**What is expected**
Continue the blog post about the origin of the word "deadline" from where it stops.

**Selected text**
※ ※ ※
Archive for the ‘Modern History’ Category

Deadlines and Informal Learning

June 16, 2009

I saw this wonderful senior project from Bang-yao Liu, a student at the Savannah College of Art and Design in Georgia, and wanted to share it. The title of the video is “Deadline post it stop motion.”

But of course, this blog is about informal learning, not cool stop-motion animation.

So in keeping with the official theme of this blog, my post instead is about the derivation of the word ‘deadline.’

Wait, you say, what does the word deadline have to do with informal learning? Just this. Deadlines have a marvelous capacity to focus the learner’s mind, as I expect young Bang-yao would admit.

Informal learners could do worse than to give themselves deadlines to finish their readings, learnings, writings.

The word deadline comes from one of the darker chapters of American Civil War history, Camp Sumter, aka Andersonville. Andersonville was a Confederate prisoner of war camp, in Macon County, Georgia, about 150 miles from Savannah.

In time some 45,000 prisoners of war were housed at Andersonville over the course of its 14 months of operation. In August 1864, there were 33,000 POWs in the camp. By December 1864 100 prisoners were dying each day, mainly due to disease and malnutrition. All told nearly 13,000 POWs didn’t survive Andersonville.
※ ※ ※
**Provided material**
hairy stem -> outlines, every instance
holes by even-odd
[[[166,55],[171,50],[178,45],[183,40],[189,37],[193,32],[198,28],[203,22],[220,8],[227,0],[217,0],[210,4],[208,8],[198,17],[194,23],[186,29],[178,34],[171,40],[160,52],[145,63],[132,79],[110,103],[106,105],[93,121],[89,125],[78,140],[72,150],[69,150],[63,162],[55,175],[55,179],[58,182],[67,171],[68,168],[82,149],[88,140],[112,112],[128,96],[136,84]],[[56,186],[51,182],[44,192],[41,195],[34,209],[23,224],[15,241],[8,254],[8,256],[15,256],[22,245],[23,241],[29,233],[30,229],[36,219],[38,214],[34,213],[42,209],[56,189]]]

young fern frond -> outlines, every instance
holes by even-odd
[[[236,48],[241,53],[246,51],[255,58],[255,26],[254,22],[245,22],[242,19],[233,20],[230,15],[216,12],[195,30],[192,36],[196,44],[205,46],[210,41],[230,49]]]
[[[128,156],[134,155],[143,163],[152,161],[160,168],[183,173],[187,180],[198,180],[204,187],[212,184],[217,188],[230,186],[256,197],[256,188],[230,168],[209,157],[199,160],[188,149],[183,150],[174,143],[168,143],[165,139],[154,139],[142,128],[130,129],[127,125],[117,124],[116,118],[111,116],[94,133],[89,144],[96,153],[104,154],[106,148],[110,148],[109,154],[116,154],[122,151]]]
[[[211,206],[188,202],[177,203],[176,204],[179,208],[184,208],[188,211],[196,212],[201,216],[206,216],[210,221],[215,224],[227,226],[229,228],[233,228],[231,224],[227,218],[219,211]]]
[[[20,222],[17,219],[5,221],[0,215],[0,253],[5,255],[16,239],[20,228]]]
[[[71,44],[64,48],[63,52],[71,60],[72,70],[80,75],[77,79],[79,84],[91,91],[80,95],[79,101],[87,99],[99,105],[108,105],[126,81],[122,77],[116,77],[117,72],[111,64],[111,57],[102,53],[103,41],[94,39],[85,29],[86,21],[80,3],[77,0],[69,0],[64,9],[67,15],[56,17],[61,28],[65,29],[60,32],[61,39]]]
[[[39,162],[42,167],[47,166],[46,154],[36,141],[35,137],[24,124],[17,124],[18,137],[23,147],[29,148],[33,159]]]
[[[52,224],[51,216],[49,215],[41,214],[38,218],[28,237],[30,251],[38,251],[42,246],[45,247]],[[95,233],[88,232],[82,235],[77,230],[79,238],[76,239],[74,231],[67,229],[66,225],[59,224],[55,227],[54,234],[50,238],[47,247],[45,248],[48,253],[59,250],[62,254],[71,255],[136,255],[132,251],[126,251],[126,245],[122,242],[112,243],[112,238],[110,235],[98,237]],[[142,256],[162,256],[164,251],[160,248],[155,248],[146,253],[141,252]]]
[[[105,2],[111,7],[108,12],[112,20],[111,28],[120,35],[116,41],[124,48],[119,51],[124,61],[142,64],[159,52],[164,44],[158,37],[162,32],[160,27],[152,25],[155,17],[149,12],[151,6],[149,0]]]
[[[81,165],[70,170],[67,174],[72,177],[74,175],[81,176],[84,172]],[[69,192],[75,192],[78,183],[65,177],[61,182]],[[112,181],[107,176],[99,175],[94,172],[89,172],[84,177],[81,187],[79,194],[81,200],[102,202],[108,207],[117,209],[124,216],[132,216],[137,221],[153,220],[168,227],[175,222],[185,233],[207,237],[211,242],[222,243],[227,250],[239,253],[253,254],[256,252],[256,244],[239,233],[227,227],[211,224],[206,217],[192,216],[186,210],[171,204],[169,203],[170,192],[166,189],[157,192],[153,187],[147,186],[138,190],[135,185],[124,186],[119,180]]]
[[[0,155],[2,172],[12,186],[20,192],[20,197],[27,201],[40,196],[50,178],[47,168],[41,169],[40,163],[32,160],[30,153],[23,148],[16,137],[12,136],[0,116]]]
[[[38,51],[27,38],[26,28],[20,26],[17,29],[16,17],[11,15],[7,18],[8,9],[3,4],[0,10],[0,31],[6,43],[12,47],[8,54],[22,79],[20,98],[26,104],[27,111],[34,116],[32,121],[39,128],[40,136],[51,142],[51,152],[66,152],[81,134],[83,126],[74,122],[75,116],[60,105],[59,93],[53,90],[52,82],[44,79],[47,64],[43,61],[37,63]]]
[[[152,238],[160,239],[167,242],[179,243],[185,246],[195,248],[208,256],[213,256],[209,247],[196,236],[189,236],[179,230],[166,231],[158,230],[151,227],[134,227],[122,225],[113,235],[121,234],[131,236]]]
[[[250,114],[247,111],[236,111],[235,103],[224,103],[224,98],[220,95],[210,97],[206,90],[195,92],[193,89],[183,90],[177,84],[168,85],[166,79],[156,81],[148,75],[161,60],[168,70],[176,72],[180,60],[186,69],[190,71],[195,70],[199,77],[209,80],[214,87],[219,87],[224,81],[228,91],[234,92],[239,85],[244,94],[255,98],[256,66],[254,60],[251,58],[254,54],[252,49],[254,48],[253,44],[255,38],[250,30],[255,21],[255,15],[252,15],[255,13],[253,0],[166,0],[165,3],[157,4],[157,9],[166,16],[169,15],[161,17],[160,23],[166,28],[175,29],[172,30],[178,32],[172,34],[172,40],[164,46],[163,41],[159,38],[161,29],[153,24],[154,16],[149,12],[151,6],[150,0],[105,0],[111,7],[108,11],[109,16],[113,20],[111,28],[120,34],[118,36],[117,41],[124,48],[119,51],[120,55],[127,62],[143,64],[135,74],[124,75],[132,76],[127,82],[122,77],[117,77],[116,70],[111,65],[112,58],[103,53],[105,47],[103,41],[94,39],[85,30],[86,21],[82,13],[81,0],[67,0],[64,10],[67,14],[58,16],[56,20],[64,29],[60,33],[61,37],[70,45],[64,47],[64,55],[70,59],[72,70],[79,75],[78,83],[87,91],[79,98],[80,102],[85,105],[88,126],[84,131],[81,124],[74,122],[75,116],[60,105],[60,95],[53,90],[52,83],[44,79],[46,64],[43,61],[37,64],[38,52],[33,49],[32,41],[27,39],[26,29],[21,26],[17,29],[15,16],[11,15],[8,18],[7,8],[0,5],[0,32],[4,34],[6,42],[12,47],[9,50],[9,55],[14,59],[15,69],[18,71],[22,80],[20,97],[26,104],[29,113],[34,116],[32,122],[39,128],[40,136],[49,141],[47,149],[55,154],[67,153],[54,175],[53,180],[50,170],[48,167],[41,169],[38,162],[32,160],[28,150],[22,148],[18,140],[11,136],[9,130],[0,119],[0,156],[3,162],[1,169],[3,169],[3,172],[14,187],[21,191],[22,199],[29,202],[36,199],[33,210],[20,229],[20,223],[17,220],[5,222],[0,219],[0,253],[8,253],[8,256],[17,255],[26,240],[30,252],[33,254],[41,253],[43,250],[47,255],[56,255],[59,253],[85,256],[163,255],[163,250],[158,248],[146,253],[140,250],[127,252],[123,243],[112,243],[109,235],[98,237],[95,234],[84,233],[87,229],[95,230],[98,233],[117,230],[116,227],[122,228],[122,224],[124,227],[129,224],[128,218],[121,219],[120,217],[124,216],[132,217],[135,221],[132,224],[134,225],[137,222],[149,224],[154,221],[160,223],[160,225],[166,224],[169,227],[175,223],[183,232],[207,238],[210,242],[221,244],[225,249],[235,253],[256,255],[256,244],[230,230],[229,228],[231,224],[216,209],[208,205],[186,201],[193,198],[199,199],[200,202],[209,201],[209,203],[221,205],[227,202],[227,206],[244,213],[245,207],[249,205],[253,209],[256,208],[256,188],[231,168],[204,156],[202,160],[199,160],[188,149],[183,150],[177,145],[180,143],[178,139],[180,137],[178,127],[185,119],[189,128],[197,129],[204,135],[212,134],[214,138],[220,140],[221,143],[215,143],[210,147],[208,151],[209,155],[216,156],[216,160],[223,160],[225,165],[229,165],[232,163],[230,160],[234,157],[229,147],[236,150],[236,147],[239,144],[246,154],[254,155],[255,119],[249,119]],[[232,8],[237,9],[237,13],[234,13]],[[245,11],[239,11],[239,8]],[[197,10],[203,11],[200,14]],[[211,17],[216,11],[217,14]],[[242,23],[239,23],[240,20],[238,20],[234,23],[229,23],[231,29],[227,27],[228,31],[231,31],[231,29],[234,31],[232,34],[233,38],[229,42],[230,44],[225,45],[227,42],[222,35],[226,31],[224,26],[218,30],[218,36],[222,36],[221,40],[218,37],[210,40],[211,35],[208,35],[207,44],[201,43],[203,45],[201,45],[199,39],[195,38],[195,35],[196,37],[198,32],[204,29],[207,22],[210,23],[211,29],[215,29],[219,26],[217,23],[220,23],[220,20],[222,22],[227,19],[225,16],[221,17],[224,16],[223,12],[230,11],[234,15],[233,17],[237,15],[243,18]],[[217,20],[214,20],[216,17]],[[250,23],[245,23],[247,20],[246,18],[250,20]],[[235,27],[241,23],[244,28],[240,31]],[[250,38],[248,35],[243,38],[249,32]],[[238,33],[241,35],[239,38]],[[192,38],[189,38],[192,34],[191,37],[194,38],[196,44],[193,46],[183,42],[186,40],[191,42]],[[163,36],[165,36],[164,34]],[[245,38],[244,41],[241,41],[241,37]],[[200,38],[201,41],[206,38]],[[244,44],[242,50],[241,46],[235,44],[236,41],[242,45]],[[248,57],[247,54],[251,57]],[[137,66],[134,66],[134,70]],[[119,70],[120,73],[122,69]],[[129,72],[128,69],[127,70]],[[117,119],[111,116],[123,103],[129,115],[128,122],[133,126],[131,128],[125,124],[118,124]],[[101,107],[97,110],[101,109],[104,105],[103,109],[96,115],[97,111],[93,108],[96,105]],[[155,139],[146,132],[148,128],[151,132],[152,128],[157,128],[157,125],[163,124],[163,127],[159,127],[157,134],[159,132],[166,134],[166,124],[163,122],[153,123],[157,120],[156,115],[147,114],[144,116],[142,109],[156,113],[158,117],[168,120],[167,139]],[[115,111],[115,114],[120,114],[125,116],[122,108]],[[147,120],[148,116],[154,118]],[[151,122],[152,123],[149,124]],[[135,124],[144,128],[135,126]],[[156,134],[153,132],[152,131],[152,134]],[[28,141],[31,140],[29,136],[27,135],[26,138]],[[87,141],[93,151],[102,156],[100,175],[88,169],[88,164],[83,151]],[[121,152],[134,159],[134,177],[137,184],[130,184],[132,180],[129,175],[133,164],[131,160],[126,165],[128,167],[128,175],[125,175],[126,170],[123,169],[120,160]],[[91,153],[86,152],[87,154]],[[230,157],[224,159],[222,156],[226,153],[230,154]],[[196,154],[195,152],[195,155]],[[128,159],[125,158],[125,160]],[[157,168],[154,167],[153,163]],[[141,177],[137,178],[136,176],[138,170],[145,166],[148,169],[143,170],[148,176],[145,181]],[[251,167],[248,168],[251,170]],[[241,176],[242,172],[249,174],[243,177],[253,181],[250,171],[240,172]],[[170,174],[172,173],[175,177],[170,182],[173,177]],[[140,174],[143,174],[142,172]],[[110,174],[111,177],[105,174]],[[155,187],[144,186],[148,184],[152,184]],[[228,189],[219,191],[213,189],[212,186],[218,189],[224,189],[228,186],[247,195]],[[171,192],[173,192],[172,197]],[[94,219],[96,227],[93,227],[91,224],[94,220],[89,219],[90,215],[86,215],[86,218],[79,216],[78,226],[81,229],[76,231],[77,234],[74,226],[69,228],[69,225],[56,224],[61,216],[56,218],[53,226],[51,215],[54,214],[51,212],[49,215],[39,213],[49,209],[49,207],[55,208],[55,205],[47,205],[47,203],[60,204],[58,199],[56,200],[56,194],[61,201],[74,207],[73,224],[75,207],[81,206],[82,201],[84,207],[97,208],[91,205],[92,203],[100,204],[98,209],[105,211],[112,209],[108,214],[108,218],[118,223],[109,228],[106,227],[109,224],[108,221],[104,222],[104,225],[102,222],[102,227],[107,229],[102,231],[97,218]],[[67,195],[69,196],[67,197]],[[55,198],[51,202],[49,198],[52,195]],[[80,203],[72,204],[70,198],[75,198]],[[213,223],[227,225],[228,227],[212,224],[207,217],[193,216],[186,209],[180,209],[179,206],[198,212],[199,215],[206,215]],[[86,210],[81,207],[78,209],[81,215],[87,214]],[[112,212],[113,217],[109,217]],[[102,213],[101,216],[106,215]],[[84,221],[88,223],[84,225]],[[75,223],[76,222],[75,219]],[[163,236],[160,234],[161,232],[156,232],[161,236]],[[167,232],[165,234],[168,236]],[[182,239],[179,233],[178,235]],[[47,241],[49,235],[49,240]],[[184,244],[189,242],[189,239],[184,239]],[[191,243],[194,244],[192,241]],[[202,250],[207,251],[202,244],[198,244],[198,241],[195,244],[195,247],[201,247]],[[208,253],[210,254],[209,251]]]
※ ※ ※
**Your response**
The prison was set on 16 acres of land, later expanded to 26 acres. The Confederacy, stretched from war expenses, provided the prisoners no barracks or shelter of any kind from the Georgia weather, although a ‘tent city’ did arise self-provided by the prisoners. Food rations were notably meager.

The camp site was bisected by a slow moving stream called Stockade Creek. It served as both a source of fresh water for the prisoners and sanitation purposes. With so many prisoners the creek and the boggy area around it quickly became a fetid, disease-ridden swamp.

Camp Sumter was surrounded by a 15-foot stockade wall. Guards patrolled the inside of the stockade. Between them and the prisoners was a low wooden fence called the ‘dead-line.’ The name came from the rule that was associated with the fence: if a prisoner so much as put his arm over the dead-line, he could be summarily shot. About 15 men were shot and killed for dead-line infractions.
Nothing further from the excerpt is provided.